- [Instructions for the task] Write out, as an exact transcription, the line that has "For every instance of the wooden post" and each line after it through the end of the data below.

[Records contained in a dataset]
--*--
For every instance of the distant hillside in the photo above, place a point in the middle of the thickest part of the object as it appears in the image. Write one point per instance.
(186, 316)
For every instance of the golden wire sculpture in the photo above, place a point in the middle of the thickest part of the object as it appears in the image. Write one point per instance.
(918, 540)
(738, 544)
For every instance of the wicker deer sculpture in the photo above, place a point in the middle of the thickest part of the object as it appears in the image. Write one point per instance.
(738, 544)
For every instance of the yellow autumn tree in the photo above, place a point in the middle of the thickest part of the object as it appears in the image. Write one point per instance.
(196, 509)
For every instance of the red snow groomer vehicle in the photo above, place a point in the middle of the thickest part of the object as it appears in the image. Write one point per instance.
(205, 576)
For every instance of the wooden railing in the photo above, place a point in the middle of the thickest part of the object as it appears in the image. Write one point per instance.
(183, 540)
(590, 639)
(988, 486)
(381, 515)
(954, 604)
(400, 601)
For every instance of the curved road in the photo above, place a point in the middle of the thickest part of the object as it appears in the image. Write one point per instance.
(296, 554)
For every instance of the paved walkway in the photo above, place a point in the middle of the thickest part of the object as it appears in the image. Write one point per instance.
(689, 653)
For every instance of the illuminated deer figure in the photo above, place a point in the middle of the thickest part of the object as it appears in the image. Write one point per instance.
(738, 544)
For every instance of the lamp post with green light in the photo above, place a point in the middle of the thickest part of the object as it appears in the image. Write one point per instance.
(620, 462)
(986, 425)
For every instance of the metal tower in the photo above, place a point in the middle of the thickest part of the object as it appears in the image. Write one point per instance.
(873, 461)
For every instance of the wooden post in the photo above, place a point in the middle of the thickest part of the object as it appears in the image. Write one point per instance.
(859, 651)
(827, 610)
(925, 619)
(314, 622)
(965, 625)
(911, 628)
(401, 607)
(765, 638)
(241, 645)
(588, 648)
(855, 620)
--*--
- [Answer space]
For every instance of the wooden post in the photo above, place a point in the middle of the thickest part of the object as it appears in the image. Write one point per instance.
(859, 651)
(827, 610)
(925, 619)
(314, 622)
(965, 625)
(911, 628)
(401, 607)
(765, 638)
(241, 645)
(588, 648)
(855, 620)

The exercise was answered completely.